MATERIALS PROVIDED.
------------------------------------

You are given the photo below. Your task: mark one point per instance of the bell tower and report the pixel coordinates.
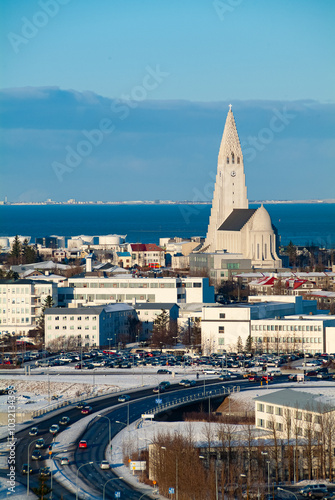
(230, 190)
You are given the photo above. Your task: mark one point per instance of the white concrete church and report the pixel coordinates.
(233, 226)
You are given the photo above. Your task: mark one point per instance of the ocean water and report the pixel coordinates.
(301, 223)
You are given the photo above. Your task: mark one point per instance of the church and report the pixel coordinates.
(234, 228)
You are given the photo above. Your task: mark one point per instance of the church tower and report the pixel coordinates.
(230, 190)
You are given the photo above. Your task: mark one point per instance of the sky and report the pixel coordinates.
(127, 100)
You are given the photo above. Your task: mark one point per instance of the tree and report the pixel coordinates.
(28, 253)
(48, 303)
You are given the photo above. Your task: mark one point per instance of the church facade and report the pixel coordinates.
(233, 226)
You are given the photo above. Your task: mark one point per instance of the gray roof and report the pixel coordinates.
(88, 310)
(154, 305)
(237, 219)
(299, 400)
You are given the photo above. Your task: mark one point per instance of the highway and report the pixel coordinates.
(97, 434)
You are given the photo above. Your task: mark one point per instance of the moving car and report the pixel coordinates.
(123, 398)
(64, 420)
(24, 469)
(40, 443)
(86, 410)
(54, 429)
(314, 491)
(36, 455)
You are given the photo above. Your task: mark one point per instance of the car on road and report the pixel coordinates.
(36, 455)
(45, 471)
(80, 405)
(123, 398)
(40, 443)
(314, 490)
(86, 410)
(64, 420)
(54, 429)
(25, 468)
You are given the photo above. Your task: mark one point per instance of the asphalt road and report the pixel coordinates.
(97, 436)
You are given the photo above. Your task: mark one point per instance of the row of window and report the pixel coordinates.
(288, 340)
(287, 328)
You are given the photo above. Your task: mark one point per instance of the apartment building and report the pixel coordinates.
(95, 326)
(21, 304)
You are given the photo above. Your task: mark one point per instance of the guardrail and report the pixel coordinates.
(191, 398)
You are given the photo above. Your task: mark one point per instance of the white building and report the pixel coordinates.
(21, 304)
(299, 414)
(95, 326)
(276, 326)
(233, 226)
(93, 290)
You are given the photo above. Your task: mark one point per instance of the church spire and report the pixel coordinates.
(230, 142)
(230, 190)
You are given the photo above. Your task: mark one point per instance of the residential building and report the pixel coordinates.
(93, 290)
(95, 326)
(147, 255)
(21, 304)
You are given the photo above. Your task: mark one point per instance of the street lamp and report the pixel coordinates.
(109, 480)
(29, 445)
(87, 463)
(109, 426)
(288, 491)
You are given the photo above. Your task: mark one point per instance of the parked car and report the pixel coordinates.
(54, 429)
(314, 491)
(123, 398)
(86, 410)
(40, 443)
(36, 455)
(45, 471)
(24, 469)
(64, 420)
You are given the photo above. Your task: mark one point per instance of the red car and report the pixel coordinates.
(86, 410)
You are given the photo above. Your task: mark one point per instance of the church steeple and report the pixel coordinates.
(230, 191)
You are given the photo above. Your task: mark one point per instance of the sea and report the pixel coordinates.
(303, 224)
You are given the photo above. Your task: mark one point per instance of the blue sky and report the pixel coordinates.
(65, 64)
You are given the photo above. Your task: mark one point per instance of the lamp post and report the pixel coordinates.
(109, 426)
(287, 491)
(82, 465)
(28, 475)
(109, 480)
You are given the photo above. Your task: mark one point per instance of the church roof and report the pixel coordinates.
(237, 219)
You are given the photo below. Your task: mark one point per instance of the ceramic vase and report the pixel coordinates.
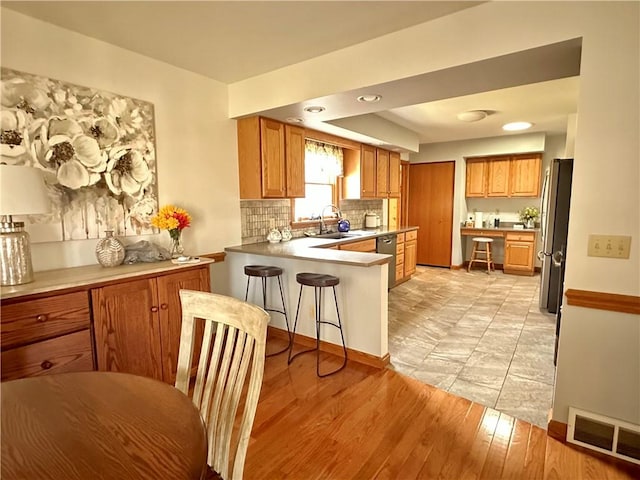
(177, 249)
(109, 250)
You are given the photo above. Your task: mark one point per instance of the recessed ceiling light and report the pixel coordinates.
(515, 126)
(314, 109)
(472, 115)
(369, 98)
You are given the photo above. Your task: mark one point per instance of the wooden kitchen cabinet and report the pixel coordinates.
(382, 173)
(270, 159)
(294, 160)
(46, 335)
(476, 183)
(504, 176)
(525, 172)
(368, 173)
(498, 177)
(519, 251)
(387, 174)
(410, 251)
(400, 257)
(137, 323)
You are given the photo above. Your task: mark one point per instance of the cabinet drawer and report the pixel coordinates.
(412, 235)
(363, 246)
(34, 320)
(68, 353)
(520, 237)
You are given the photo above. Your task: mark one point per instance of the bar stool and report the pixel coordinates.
(318, 282)
(478, 253)
(264, 272)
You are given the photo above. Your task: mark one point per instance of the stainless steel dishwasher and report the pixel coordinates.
(387, 244)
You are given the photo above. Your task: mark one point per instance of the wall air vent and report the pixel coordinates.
(604, 434)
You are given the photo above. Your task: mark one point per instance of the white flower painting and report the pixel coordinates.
(96, 150)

------------------------------------

WHAT TO DO. Leave out all pictures, then copy the remaining material exactly.

THE ANSWER.
You are given the photo below. Your task: mark one point per instance of the bell tower and report the pixel coordinates.
(230, 190)
You are given the photo above. Your task: mark one point per instance of the white concrete church and report the pixel coordinates.
(233, 226)
You are given the photo above. Your task: mark one point per instance of the ocean water and report the pixel coordinates.
(301, 223)
You are given the photo above. Your task: mark one point per instance of the church and report the pixel coordinates.
(234, 228)
You are given the photo above. Your task: mark one point per instance of the church tower and report the pixel coordinates.
(230, 190)
You are given the photo above. Your task: mark one point per instance of the sky and report the pixel coordinates.
(127, 100)
You are given the photo above. Your task: mark one point per instance of the tree and report the pixel coordinates.
(28, 253)
(48, 303)
You are given the photo above. Your task: mark one point per instance of the church facade and report the pixel coordinates.
(233, 226)
You are given the photo above. Your task: mark one point per instance of the gray roof and report the pixel coordinates.
(88, 310)
(154, 305)
(237, 219)
(299, 400)
You are given the photo above. Your task: mark one point per instance of the highway and report the pixel coordinates.
(97, 434)
You are given the photo above. Your task: mark one point per instance of the moving car and report the pixel coordinates.
(123, 398)
(64, 420)
(24, 469)
(40, 443)
(86, 410)
(54, 429)
(314, 491)
(36, 455)
You are given the photo above. Your task: mark one point per instance of the car on road and report the pixel coordinates.
(36, 455)
(45, 471)
(80, 405)
(123, 398)
(40, 443)
(314, 490)
(86, 410)
(64, 420)
(54, 429)
(25, 468)
You are given the photo above. Your task: mark one point per instance of the asphalt road and report the pixel coordinates.
(97, 436)
You are given the photo above. Your task: mark one point per instance of the row of window and report the pixel coordinates.
(288, 340)
(287, 328)
You are given the photo above. Your task: mark one point per instance of the apartment building and report the pixel coordinates.
(95, 326)
(21, 304)
You are given the photo above. Your task: mark one point per instance of the guardrail and report the pixel coordinates.
(191, 398)
You are given the photo above. Your task: mark one point per instance of the white building and report the pixel coordinates.
(21, 304)
(299, 414)
(95, 326)
(276, 326)
(233, 226)
(93, 290)
You are given the photo above. Your task: mark one point per instance of the church spire and report the pixel coordinates.
(230, 142)
(230, 190)
You are given the photo above. Your task: mark one point per instance of the residential building and report the pixel coordinates.
(93, 290)
(95, 326)
(147, 255)
(21, 304)
You are given the photo above. Your task: mark one point per instance of the street lamp and report the pixel coordinates.
(109, 480)
(29, 445)
(87, 463)
(109, 426)
(288, 491)
You are given the photo above. Your task: mark one point per instance of the parked car and report the pixel coordinates.
(54, 429)
(314, 491)
(123, 398)
(86, 410)
(40, 443)
(36, 455)
(45, 471)
(24, 469)
(64, 420)
You are given the photo above. Your task: mark one point per instance of the red car and report the pixel coordinates.
(86, 410)
You are given the photo above. Your task: mark one point per instance of the church steeple and report the pixel coordinates.
(230, 191)
You are given the photo above. Your task: mark one point per instance of the sea and report the pixel coordinates.
(303, 224)
You are given the photo above. Your task: mark one point per instance of the blue sky and report the pixel coordinates.
(65, 64)
You are given the photo above. Your task: mark one point per instance of the lamp post and report the pixel coordinates.
(109, 426)
(287, 491)
(82, 465)
(28, 475)
(109, 480)
You are given the photo above. Your task: mark one point per instance of the church roof and report the pixel coordinates.
(237, 219)
You are given the photo below. Your task: mark one point per instance of the ceramic vase and report the pixel coordinates.
(177, 249)
(109, 250)
You are given the photo above. Your task: mark one point per instance of the recessed ceiling light and report the pixel coordinates.
(515, 126)
(314, 109)
(472, 115)
(369, 98)
You are given the photo above. Your task: mark one point per instance of the wooden kitchen cabinet and report the pixel coordinates.
(382, 173)
(270, 159)
(294, 160)
(46, 335)
(476, 183)
(504, 176)
(525, 172)
(368, 173)
(498, 177)
(519, 251)
(387, 174)
(410, 251)
(400, 257)
(137, 323)
You are given the photo above. Your task: mark one point per instance of the cabinet drawer and report the pixel coordinates.
(412, 235)
(363, 246)
(34, 320)
(68, 353)
(520, 237)
You are given the photo above. Your task: mark one point per instance of the bar stool and report the pixel coordinates.
(318, 282)
(478, 253)
(264, 272)
You are given the photo above. Your task: mark one point per instance of the stainless steel dishwasher and report the pixel coordinates.
(387, 244)
You are given the photo above. Your task: mark one point per instance of the wall air vent and report the pixel coordinates.
(604, 434)
You are given the photo above. Your task: mark one point per instance of the white flower painting and report the pixel coordinates.
(96, 150)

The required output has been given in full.